**YOUR TASK**
Count the lines in the rows below that contain the string "puddle", matching case exactly, and reply with only that number.

**MATERIAL FOR THIS EXERCISE**

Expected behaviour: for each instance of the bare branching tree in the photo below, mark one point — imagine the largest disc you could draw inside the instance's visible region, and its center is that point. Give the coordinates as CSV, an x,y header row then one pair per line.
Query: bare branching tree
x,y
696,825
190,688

==

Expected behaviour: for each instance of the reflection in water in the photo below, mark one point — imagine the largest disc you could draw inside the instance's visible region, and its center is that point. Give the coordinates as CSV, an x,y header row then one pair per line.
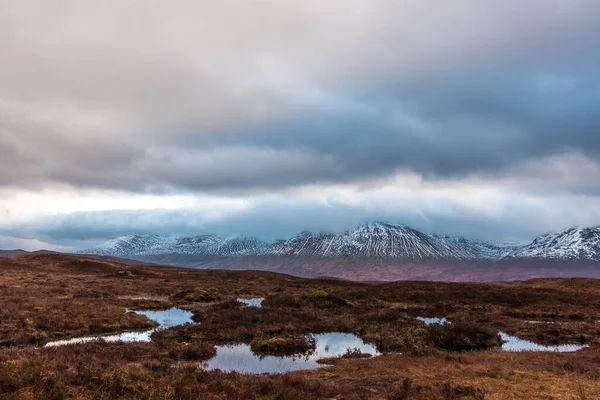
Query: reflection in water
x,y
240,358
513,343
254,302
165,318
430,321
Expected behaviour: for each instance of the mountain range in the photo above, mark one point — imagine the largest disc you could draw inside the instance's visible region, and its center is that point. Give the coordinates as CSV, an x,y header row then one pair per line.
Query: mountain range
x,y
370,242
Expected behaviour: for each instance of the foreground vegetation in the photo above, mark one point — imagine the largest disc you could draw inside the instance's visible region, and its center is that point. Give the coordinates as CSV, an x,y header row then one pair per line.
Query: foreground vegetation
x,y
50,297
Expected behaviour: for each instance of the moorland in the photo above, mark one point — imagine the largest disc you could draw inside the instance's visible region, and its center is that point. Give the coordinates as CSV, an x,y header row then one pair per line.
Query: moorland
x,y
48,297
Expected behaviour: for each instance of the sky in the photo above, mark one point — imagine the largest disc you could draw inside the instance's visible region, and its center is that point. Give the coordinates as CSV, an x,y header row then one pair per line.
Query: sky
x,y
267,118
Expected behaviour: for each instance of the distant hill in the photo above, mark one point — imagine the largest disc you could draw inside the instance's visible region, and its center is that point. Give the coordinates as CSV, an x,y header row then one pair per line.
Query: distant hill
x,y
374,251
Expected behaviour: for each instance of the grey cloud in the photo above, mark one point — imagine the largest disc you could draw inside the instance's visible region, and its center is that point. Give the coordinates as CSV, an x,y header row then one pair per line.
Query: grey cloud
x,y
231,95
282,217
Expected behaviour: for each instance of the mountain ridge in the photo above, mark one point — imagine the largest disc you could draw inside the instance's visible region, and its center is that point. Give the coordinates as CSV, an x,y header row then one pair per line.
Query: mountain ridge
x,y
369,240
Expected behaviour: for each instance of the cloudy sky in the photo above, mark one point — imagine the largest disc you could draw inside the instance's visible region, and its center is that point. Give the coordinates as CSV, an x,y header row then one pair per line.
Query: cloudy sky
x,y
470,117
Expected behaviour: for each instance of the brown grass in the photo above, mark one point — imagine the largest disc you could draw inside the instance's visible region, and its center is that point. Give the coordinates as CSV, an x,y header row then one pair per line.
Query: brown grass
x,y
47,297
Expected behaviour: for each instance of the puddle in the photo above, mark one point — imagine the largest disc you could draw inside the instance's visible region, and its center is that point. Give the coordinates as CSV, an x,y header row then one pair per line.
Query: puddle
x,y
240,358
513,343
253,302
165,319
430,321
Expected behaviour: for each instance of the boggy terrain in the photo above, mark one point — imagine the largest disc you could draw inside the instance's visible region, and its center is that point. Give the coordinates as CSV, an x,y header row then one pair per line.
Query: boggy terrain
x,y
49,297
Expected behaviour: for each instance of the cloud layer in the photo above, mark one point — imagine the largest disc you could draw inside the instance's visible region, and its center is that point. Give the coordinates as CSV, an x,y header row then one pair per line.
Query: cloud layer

**SOLUTION TO THE PROBLEM**
2